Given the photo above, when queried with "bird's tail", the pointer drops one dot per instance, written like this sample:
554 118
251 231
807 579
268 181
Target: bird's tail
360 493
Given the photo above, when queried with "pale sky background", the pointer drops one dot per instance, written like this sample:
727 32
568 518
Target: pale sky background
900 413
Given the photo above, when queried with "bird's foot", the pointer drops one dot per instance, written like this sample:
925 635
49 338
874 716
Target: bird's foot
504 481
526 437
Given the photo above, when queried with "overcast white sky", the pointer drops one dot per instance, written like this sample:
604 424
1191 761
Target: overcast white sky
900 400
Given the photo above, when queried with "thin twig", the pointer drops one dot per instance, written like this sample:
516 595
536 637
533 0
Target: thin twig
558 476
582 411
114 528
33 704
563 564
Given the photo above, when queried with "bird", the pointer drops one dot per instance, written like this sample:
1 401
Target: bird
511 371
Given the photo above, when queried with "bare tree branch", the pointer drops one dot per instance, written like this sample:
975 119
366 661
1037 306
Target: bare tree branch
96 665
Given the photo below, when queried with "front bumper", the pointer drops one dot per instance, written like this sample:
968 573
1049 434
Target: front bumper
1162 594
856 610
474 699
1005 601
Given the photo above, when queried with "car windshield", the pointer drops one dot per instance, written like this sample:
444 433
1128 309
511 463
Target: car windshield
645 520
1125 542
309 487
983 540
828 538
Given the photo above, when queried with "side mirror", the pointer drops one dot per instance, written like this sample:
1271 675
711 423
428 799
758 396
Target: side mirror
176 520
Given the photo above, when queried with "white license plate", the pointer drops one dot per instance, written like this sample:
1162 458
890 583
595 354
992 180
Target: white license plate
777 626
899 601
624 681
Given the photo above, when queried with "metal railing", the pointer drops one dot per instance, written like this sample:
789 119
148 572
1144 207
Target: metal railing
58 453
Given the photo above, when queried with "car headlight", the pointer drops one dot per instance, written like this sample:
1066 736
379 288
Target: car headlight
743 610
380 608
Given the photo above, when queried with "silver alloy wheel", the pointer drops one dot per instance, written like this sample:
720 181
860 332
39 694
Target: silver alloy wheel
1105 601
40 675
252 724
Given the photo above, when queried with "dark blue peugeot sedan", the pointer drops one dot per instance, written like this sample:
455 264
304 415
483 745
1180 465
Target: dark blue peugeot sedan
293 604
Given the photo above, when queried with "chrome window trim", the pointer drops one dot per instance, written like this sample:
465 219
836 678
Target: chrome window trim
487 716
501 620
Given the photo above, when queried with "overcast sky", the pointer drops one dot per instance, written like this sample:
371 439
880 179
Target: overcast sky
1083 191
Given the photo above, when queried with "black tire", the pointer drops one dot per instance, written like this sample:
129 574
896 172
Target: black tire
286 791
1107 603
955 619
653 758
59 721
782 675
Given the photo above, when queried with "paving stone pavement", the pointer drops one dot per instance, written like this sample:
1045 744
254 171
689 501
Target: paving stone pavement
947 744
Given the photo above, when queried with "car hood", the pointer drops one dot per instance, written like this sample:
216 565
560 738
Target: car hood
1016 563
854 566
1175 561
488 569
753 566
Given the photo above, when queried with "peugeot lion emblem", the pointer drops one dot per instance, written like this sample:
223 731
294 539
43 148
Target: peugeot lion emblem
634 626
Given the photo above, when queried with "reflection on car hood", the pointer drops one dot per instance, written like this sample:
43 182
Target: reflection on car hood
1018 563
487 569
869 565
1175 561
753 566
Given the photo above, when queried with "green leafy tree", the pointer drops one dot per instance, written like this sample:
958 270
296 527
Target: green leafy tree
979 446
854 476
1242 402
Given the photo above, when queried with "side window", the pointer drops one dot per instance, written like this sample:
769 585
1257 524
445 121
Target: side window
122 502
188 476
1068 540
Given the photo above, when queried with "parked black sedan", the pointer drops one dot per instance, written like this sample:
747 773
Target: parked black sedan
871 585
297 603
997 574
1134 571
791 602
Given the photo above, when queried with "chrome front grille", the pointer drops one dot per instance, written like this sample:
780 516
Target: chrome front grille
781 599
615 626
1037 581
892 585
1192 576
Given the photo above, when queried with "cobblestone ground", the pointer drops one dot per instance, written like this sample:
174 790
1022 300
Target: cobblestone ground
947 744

-- -- --

WRITTEN INSTRUCTION = Your task is to repeat the data exactly, with nothing left out.

EXERCISE SOLUTION =
Given the photo above, when queried with "bird's tail", the pointer drops one dot per instance, written like this sample:
554 118
251 231
807 579
268 181
Target: bird's tail
360 493
Given the photo above, when queried with "pale sky background", the pointer drops one dot per instance, written like this sample:
727 32
568 518
Target: pale sky background
900 413
Given the photo above, when queried with "bird's foot", the pointer drops one dot per instance, written like this sample:
925 635
49 338
874 716
Target: bird's foot
504 481
526 437
Given the photo above, when queried with "overcast white sky", the pointer drops one dot per instance, written like this sample:
604 424
1191 761
Target: overcast white sky
900 400
Given the photo above, when queried with "thin twig", the pointer drops one dot per instance, written like this sample:
516 595
536 637
533 0
Target: thin twig
558 476
582 411
114 528
33 704
563 564
Given the photo above, when queried with "bird", the pointer drops one dot per instance, written like this sample:
1 401
Target: bird
511 371
Given the photo above, when queried with "bare tree branch", the pointer drops one dot per instance, written like this sample:
975 119
366 661
1037 306
Target: bare tree branch
96 665
Given the photo below, when queried with "front bumper", the pointer drops one dot per instance, written like this sample:
968 573
1049 434
Target: front bumper
1162 594
856 610
474 699
1005 601
Given the photo above, when queried with "car windshield", the pointer drops one dot per instance, written like this sample:
444 433
1128 309
511 463
Target: car windshield
645 520
1125 542
309 487
983 540
828 538
Given the photo above, when queried with "side mirror", the pointer drops one dot per instance, written like this sample:
1271 675
711 423
428 799
758 396
Target: side mirror
176 520
Given the photo above, when queried with "white license plate", the pointer drops one dot per instance, written like this sample:
1162 458
890 583
595 354
992 180
Target: white license plate
777 626
899 601
624 681
Given the photo above, when queried with "metal railing", the pointer drops one dot per instance, written like this sample:
789 119
148 572
1144 207
Target: metal railing
58 453
Given the photo above, when queried with "car headlight", the pointer drops one dot per instance, written like this sample:
1066 736
379 288
Target: car headlight
743 610
380 608
Given the photo above, when queried with "silver alloy wheel", the pointer drops one dot per instance, written like this sample:
720 181
860 332
39 694
Target: silver alloy wheel
1105 601
40 675
252 724
Given the photo above, when queried with "dark blue peugeot sedan", the pointer drops one dot per instance, written like this sample:
455 264
304 415
483 745
1180 465
Target: dark blue peugeot sedan
293 604
Given the photo above, when queried with "chrome window trim", the pointer drops one dot per instance, written like this sample:
465 219
836 678
Target: chrome window trim
487 716
501 620
Given the photo above, when queried with "overcast sky", the pointer drops one dot per instance, written like this sample:
371 439
880 179
Target: overcast sky
1083 191
Given the photo above, when queried with "black tire", the pointer drops one dot per instance, written like this sample:
129 574
896 172
Target: black tire
286 791
1107 603
955 619
653 758
59 721
782 675
Given the photo above, when queried with "paving stone pavement", the pointer drops one dot per instance, written like this sample:
1045 744
254 171
689 501
Target: paving stone pavement
947 744
Given the photo above, when queried with "car hood", the pointer drops one dot per instance, written like this sample:
216 565
560 738
Target: car hood
1016 563
854 566
1175 561
488 569
753 566
Given the photo above, when queried with "peugeot lion emblem", the pointer drops one dot per instance, written like this sample:
223 731
294 539
43 148
Target: peugeot lion emblem
634 626
Given the photo above, when queried with "reflection on car hood", the pointer drops one dot per instance, written like this sample:
43 182
Target: reflection on car hood
1018 563
487 569
869 565
1175 561
753 566
Given the photo above, when queried with "green leafy tree", the pointer drops one dot per instance, written like this sample:
958 270
296 527
Target: green leafy tree
979 446
854 476
1242 402
Given the photo above, when queried with "side window", the pointer drops one dot per instance, written like this sample:
769 585
1257 524
445 121
Target: side window
122 502
188 476
1068 540
Given the photo above, when queried with "parked black sedan", the pointer drops one dot per instance, written like this sample:
747 773
Target: parked black sedan
871 585
297 603
997 574
1134 571
791 602
Given the photo above, when queried with "chrome front grille", the pointer drops one dot per instance, written like this sample:
780 516
Target: chrome front grille
781 599
615 626
1037 581
892 585
1192 576
Given the photo above, when queried with "cobblestone ground", the pointer drops one dot per instance, written like this sample:
174 790
1022 300
Target: cobblestone ground
947 744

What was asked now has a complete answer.